+++ DATA PROVIDED

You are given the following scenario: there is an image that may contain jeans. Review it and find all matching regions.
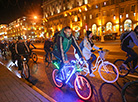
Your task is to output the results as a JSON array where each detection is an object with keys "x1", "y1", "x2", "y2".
[
  {"x1": 17, "y1": 55, "x2": 29, "y2": 70},
  {"x1": 122, "y1": 46, "x2": 138, "y2": 69},
  {"x1": 87, "y1": 54, "x2": 96, "y2": 74}
]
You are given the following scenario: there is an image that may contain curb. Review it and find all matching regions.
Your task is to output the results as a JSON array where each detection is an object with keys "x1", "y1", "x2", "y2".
[
  {"x1": 20, "y1": 78, "x2": 57, "y2": 102},
  {"x1": 0, "y1": 61, "x2": 57, "y2": 102}
]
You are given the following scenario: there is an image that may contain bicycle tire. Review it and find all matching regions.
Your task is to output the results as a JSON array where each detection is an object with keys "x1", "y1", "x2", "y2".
[
  {"x1": 114, "y1": 59, "x2": 130, "y2": 77},
  {"x1": 52, "y1": 69, "x2": 64, "y2": 88},
  {"x1": 74, "y1": 75, "x2": 93, "y2": 101},
  {"x1": 21, "y1": 63, "x2": 30, "y2": 79},
  {"x1": 31, "y1": 52, "x2": 38, "y2": 63},
  {"x1": 43, "y1": 55, "x2": 50, "y2": 67},
  {"x1": 98, "y1": 61, "x2": 119, "y2": 83},
  {"x1": 121, "y1": 80, "x2": 138, "y2": 102}
]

++++++

* [TASK OBJECTIVE]
Turn the material above into a numbered list with one line per item, skipping any blank lines. Leave the picture out of your answer.

* [EXERCISE SOLUTION]
1. You are given the following scenario: there is an image that may contain jeans. Review it and find all matching regions.
2. Your task is to output the results as a JSON array where each detection is an object with keys "x1", "y1", "x2", "y2".
3. [
4.   {"x1": 17, "y1": 55, "x2": 29, "y2": 70},
5.   {"x1": 122, "y1": 46, "x2": 138, "y2": 69},
6.   {"x1": 87, "y1": 54, "x2": 96, "y2": 74}
7. ]
8. You are given the following scenario: there is an image that may contain curb. Review it and find all matching regions.
9. Your task is to output the results as a JSON array where each detection is an object with keys "x1", "y1", "x2", "y2".
10. [
11.   {"x1": 20, "y1": 78, "x2": 57, "y2": 102},
12.   {"x1": 0, "y1": 61, "x2": 57, "y2": 102}
13. ]
14. You are given the following scenario: there is an image that may contain bicycle tire. Review it and find all matching regions.
15. Your task is to output the results as a JSON array where each detection is an object with keys "x1", "y1", "x2", "y2".
16. [
17.   {"x1": 114, "y1": 59, "x2": 130, "y2": 77},
18.   {"x1": 52, "y1": 69, "x2": 64, "y2": 88},
19.   {"x1": 74, "y1": 75, "x2": 93, "y2": 101},
20.   {"x1": 21, "y1": 63, "x2": 30, "y2": 79},
21.   {"x1": 31, "y1": 52, "x2": 38, "y2": 63},
22.   {"x1": 43, "y1": 55, "x2": 50, "y2": 67},
23.   {"x1": 98, "y1": 61, "x2": 119, "y2": 83},
24.   {"x1": 121, "y1": 80, "x2": 138, "y2": 102}
25. ]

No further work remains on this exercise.